Source extract
----------

Mattamuskeet water quality boxplot options

Adam Smith

2019-11-20

Here we demonstrate the various options for generating boxplots of Mattamuskeet water quality parameters.

Basic use

Once the necessary functionality and data are loaded (this is documented in other code, but omitted here for clarity), only a few lines of code are necessary to produce a wide range of boxplots.

The first step is to identify which parameters of interest we want boxplots for. We define all three sets of interest here for completeness.

## CORE WATER QUALITY PARAMETERS OF INTEREST (POI)
core_poi <- c("chla", "turbidity", "TP", "TN", "res_susp_total")

## NITROGEN SPECIES OF INTEREST
N_poi <- c("TN", "NH3", "NOx", "TKN", "NP_molar")

## SEDIMENT SPECIES OF INTEREST
sed_poi <-  c("res_total", "res_diss_total", "res_susp_total", "res_susp_fixed", "res_susp_vol")

With parameters of interest defined, the next step is to transform our raw water quality data, which we’ve loaded (not shown) into object wq, for use in a boxplot using the format_boxplot_data function. It requires the raw data and the paramaters of interest object. Here we demonstrate for nitrogen species. We hold this new data set in the bp_N object:

bp_N <- format_boxplot_data(data = wq, variables = N_poi)

All that’s left is to decide on how you want it displayed. The decisions to make are outlined next, and the default option is listed first in all cases:

  1. Do you want summary boxplots by year (summary = "annual") or by month (summary = "monthly")?
  2. Do you want to display the raw data behind the boxplots (raw = TRUE) or not (raw = FALSE)?
  3. Do you want the figure to have no title (title = NULL) or a custom title (title = "Whatever title you want!")?
  4. Do you want the west and east basins boxplots side-by-side (grouped = TRUE) or in their own facets (grouped = FALSE)?
  5. Do you want the y-axis scale to be specific to each variable (fix_y_range = NULL) or would you like all variables to have the same y-axis scale (e.g., 0 - 2000 mg/L for sediment; fix_y_range = c(0, 2000))?

Here’s the default plot for nitrogen species, an annual summary with raw data, no title, west and east basin measurements in a given year plase side-by-side (west on left, east on right), and an automatically calculated y-axis scale for each nitrogen parameter.

Note that for annual summaries with raw data, the observations are colored by month with a custom cyclic color palette. This (hopefully) makes it easier to quickly assign a point to a season (winter months are pink/purple, spring months are shades of blue [April showers!], summer months are green, and fall months are shades of orange).

wq_boxplots(bp_N)
#> Warning: Removed 342 rows containing missing values (geom_rect).
Default boxplot options for nitrogen.

----------

Data section
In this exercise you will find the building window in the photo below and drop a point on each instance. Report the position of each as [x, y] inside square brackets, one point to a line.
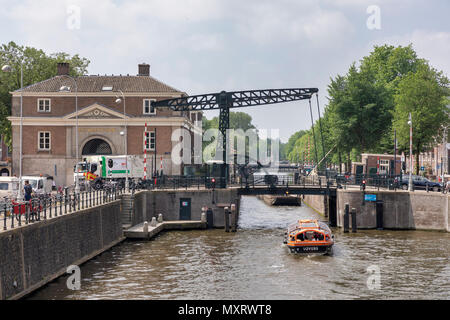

----------

What the task requires
Proceed with the boxplot options write-up for Mattamuskeet water quality from the point where it stops.

Right answer
Default boxplot options for nitrogen.

You can get the same kind of plot, but summarized monthly, by specifying the summary = "monthly" argument to the function.

wq_boxplots(bp_N, summary = "monthly")
#> Warning: Removed 342 rows containing missing values (geom_rect).
Default boxplot options for nitrogen, but summarized monthly.

Default boxplot options for nitrogen, but summarized monthly.

If you’d rather simplify the figure by only showing the boxplots without the raw data, pass the raw = FALSE argument:

wq_boxplots(bp_N, raw = FALSE)
#> Warning: Removed 342 rows containing missing values (geom_rect).
Annual nitrogen summary, raw data suppressed.

Annual nitrogen summary, raw data suppressed.

Nice, but we need a descriptive title. Pass whatever title you want in a character string to the title argument:

wq_boxplots(bp_N, raw = FALSE, 
            title = "Mattamuskeet NWR: Nitrogen water quality parameters")
#> Warning: Removed 342 rows containing missing values (geom_rect).
Annual nitrogen summary, raw data suppressed, now with a shiny title.

Annual nitrogen summary, raw data suppressed, now with a shiny title.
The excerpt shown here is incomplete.